**Stated goal 1**
In the Boltzmann machines notebook, how many Gibbs sweeps are done for each sample run?
**Stated goal 2**
Repeat the Boltzmann machines notebook from "n_data, n_dim = mnist.data.shape" up to and including "np.eye(X.shape[0]) * epsilon, X_zm))".
**Stated goal 3**
Write the next part of the Boltzmann machines notebook, picking up right after its last line.

**Document segment**
#!/usr/bin/env python
# coding: utf-8

# # Boltzmann machines

# In[21]:


import numpy as np
import scipy.linalg as la
from sklearn.datasets import fetch_mldata
import os
import io
import PIL.Image as img
from IPython.display import display, Image
import matplotlib.pyplot as plt
get_ipython().run_line_magic('matplotlib', 'inline')


# ## Sampling from a general Boltzmann machine

# Set some constants to define simulation behaviour

# In[18]:


DATA_DIR = os.environ.get('DATA_DIR', None) # directory to cache MNSIT data in,
THRESHOLD = 150 # value to threshold vectors at to get
N_PER_CLASS = 10 # number of data items to use for each of the 10 digit classes
SEED = 1234 # seed for pseudo-random number generator
N_RUN = 30 # how many sample runs to do in parallel
N_SWEEP = 400 # how many Gibbs sweeps to do for each sample run
PAD = 2 # padding to put between adjacent sample images
MOSAIC_STEP = 20 # number of sample steps between adjacent images displayed in mosaic
PARAM_MULT = 5 # scale factor to multiply parameters by


# Get MNIST data using scikit-learn fetcher function. Data is cached locally in DATA_DIR to speed up future access.

# In[ ]:


mnist = fetch_mldata('MNIST original', data_home=DATA_DIR)
n_data, n_dim = mnist.data.shape
print("Data dimensionality: {0}\nNumber of data items: {1}".format(n_data, n_dim))


# Function for calculating example BM parameters using Hopfield network pseudo-inverse weight rule

# In[5]:


def hopfield_params(X, epsilon=1e-5):
    x_mn = X.mean(0)
    X_zm = X - x_mn
    W = 2 * X_zm.T.dot(la.solve(X_zm.dot(X_zm.T) + np.eye(X.shape[0]) * epsilon, X_zm))
    b = 2 * x_mn - W.dot(x_mn) - 1
    W = W - np.diag(W.diagonal())

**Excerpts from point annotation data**
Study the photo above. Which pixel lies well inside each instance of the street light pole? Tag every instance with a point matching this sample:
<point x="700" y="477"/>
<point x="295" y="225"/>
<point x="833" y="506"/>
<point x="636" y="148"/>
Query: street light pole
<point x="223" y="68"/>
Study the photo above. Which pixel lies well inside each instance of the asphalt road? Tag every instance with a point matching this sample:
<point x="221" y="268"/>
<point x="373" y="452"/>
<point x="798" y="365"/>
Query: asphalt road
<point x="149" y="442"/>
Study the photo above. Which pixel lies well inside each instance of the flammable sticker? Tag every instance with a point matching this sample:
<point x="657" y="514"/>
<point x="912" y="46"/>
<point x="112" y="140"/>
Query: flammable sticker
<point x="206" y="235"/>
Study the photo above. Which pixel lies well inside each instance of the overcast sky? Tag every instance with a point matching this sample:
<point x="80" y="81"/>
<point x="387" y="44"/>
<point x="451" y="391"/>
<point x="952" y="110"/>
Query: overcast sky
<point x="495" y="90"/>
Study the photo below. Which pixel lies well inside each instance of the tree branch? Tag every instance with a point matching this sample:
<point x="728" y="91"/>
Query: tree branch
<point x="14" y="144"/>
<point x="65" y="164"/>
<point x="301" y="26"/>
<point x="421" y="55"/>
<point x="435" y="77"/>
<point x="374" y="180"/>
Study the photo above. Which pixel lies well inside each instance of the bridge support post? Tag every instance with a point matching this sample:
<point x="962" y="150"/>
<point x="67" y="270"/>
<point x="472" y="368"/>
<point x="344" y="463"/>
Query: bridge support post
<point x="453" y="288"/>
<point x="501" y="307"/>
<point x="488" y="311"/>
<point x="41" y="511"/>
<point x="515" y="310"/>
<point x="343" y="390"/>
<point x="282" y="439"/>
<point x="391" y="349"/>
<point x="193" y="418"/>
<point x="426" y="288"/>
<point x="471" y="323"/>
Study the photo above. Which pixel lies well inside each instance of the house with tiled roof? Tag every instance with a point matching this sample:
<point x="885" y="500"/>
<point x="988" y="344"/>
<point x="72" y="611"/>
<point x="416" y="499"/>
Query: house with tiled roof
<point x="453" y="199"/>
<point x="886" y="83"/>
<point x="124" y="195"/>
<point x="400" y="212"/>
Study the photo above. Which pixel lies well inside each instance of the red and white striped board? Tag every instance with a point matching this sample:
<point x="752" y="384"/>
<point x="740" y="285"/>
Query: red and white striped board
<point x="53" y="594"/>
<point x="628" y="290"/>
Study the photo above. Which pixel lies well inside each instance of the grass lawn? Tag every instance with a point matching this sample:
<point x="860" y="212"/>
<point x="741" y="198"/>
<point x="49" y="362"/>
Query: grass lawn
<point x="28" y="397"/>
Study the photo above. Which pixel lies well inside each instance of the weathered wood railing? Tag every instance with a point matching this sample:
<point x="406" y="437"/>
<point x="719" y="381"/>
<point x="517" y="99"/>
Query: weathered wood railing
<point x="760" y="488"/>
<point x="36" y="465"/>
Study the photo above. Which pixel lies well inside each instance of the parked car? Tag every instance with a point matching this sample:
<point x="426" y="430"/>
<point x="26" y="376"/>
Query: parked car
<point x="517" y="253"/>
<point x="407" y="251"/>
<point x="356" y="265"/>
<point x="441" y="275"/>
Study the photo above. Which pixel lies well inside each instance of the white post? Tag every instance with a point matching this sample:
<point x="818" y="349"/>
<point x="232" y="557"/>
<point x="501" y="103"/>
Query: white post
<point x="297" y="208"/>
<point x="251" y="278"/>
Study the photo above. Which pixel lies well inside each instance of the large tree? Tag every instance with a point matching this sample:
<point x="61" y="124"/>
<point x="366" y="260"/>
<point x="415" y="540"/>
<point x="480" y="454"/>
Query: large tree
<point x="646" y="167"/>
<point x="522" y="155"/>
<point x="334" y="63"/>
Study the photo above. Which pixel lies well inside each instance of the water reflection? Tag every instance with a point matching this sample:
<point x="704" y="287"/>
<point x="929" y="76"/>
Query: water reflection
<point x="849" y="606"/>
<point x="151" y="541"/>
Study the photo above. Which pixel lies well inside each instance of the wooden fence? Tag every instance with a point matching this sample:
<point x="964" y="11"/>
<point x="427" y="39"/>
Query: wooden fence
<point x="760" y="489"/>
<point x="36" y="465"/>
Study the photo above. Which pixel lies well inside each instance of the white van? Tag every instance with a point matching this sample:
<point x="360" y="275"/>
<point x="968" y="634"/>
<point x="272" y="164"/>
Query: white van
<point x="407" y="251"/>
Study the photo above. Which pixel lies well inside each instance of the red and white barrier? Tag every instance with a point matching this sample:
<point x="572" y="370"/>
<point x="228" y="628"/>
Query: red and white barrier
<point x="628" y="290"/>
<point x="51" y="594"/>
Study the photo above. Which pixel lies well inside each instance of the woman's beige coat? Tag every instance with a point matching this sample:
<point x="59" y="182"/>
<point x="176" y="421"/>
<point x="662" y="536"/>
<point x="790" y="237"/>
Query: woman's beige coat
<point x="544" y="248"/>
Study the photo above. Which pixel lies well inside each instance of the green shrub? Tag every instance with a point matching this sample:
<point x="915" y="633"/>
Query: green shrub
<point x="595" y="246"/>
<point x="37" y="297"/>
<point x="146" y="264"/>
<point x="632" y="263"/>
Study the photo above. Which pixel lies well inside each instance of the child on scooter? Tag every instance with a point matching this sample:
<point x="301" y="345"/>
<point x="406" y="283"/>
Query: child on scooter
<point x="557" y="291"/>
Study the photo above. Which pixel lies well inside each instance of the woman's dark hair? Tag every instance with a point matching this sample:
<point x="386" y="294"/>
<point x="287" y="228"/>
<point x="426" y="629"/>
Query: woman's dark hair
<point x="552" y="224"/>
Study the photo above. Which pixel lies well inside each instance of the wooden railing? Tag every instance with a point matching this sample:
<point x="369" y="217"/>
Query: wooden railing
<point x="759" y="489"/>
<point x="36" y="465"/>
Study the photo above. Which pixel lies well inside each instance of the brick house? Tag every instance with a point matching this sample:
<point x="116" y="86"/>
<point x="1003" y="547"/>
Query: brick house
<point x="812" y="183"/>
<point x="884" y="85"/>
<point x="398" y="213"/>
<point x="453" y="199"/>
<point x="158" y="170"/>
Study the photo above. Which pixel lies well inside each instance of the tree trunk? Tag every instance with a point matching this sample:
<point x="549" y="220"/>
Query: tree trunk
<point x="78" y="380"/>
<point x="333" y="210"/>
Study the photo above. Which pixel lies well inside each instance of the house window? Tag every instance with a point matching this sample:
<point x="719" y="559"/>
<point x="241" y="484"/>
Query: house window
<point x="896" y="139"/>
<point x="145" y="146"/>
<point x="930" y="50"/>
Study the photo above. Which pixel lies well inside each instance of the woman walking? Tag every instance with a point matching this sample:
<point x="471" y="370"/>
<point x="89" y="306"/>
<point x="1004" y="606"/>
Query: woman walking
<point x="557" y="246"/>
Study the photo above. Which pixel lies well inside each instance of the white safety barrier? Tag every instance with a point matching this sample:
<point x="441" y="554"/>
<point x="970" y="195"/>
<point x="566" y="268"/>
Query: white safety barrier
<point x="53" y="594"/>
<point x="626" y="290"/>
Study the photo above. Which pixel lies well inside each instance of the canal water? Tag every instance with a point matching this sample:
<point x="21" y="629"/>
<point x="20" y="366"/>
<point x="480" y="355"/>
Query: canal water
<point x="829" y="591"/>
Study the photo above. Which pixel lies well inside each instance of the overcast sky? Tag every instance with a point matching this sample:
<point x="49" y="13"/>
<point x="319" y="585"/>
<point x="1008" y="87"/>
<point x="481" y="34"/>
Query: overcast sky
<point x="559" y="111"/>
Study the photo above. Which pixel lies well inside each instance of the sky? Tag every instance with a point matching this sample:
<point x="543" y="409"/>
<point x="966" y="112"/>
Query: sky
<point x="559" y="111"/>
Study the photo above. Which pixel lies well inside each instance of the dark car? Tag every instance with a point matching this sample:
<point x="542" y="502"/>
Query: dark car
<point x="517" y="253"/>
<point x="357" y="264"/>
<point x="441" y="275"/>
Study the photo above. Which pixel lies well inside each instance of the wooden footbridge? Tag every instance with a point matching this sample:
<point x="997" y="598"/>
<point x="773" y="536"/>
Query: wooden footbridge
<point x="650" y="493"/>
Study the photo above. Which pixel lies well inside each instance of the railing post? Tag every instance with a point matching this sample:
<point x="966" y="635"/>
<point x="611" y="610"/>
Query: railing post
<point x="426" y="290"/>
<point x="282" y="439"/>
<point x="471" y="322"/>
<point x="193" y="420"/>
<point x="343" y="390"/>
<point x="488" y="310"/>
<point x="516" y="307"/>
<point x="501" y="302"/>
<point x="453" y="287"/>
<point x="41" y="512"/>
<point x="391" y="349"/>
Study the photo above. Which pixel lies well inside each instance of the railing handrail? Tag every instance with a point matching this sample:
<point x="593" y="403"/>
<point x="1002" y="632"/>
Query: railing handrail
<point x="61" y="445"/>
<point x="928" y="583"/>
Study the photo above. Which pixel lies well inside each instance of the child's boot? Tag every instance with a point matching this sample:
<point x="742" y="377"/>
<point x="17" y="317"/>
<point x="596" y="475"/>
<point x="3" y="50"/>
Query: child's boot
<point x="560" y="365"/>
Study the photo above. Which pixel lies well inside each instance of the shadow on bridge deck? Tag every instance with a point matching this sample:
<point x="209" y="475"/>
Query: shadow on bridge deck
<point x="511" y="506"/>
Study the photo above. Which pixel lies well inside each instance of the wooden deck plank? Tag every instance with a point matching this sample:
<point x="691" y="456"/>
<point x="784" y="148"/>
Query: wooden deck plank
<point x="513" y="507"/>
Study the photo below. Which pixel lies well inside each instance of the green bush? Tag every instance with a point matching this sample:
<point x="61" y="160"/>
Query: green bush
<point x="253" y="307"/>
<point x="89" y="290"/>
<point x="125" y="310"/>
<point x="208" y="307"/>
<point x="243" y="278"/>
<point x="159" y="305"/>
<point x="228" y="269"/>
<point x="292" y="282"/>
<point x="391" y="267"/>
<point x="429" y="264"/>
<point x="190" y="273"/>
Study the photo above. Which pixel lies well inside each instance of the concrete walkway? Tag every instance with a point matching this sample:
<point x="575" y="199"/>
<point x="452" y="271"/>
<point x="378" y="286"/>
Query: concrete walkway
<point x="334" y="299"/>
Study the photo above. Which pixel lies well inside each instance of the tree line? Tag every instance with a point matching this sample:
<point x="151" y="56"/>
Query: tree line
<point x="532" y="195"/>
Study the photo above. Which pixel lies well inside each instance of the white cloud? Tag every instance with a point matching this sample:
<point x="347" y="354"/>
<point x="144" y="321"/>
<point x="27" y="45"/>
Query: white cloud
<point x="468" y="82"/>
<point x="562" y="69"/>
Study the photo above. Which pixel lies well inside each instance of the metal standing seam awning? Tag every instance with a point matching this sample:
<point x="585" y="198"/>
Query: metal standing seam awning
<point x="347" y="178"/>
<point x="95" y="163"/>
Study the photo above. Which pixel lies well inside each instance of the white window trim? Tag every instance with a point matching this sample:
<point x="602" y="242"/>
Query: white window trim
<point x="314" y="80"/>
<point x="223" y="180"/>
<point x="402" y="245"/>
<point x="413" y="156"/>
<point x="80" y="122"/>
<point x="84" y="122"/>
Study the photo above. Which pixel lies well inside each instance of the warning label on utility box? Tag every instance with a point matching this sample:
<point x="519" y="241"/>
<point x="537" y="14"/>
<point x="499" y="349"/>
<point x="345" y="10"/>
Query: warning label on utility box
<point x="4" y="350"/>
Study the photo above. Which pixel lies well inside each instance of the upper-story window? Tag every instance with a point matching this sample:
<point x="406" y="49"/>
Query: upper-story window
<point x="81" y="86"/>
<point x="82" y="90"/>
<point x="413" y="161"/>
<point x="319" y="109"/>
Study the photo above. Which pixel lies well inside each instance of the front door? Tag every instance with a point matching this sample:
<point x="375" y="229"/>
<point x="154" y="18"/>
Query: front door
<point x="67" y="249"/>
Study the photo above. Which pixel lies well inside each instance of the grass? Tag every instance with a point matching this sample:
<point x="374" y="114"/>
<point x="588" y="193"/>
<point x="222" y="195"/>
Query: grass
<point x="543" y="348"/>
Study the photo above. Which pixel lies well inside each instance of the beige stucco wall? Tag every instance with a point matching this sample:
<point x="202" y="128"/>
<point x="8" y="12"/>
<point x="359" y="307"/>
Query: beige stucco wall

**Written answer 1**
400

**Written answer 2**
n_data, n_dim = mnist.data.shape
print("Data dimensionality: {0}\nNumber of data items: {1}".format(n_data, n_dim))


# Function for calculating example BM parameters using Hopfield network pseudo-inverse weight rule

# In[5]:


def hopfield_params(X, epsilon=1e-5):
    x_mn = X.mean(0)
    X_zm = X - x_mn
    W = 2 * X_zm.T.dot(la.solve(X_zm.dot(X_zm.T) + np.eye(X.shape[0]) * epsilon, X_zm))

**Written answer 3**
    return W, b


# Extract subset of data by taking first N_PER_CLASS examples of each of 10 classes and use to calculate Hopfield network parameters, then scaling these to make modes more defined.

# In[6]:


X = np.array([mnist.data[mnist.target == i][:N_PER_CLASS] for i in range(10)]).reshape(10*N_PER_CLASS, n_dim)
X = X > THRESHOLD
y = np.repeat(np.arange(10), N_PER_CLASS)
W, b = hopfield_params(X)
W *= PARAM_MULT
b *= PARAM_MULT
print("Weight matrix shape: {0}\nBias vector shape: {1}".format(W.shape, b.shape))
print("Weight matrix min/max/mean/std: {0:.4f}/{1:.4f}/{2:.4f}/{3:.4f}".format(W.min(), W.max(), W.mean(), W.std()))
print("Bias vector min/max/mean/std: {0:.4f}/{1:.4f}/{2:.4f}/{3:.4f}".format(b.min(), b.max(), b.mean(), b.std()))


# Functions for doing a one-unit sequential Gibbs sampling sweep

# In[7]:


def sigmoid(x):
    return 1./(1+np.exp(-x))

def gibbs_sample_sweep(X, W, b, prng=np.random.RandomState()):
    X = X.copy()
    for i in range(X.shape[1]):
        p = sigmoid(X.dot(W[:,i]) + b[i])
        X[:,i] = prng.rand(X.shape[0]) > p
    return X


# Set up array for recording sampler state after each sweep and randomly initialise initial state.

# In[8]:


prng = np.random.RandomState(SEED)
Xs = np.empty((N_SWEEP, N_RUN, n_dim)) * np.nan
Xs[0] = prng.rand(N_RUN, n_dim) > 0.5


# Do N_SWEEP Gibbs sweeps through state and record state after each sweep, running N_RUN runs in parallel.

# In[ ]:


for s in range(1, N_SWEEP):
    Xs[s] = gibbs_sample_sweep(Xs[s-1], W, b, prng)


# Construct a mosaic of sample images with rows corresponding to the different runs and images within row from left to right being at later iterations with each adjacent image separated by MOSAIC_STEP sweeps.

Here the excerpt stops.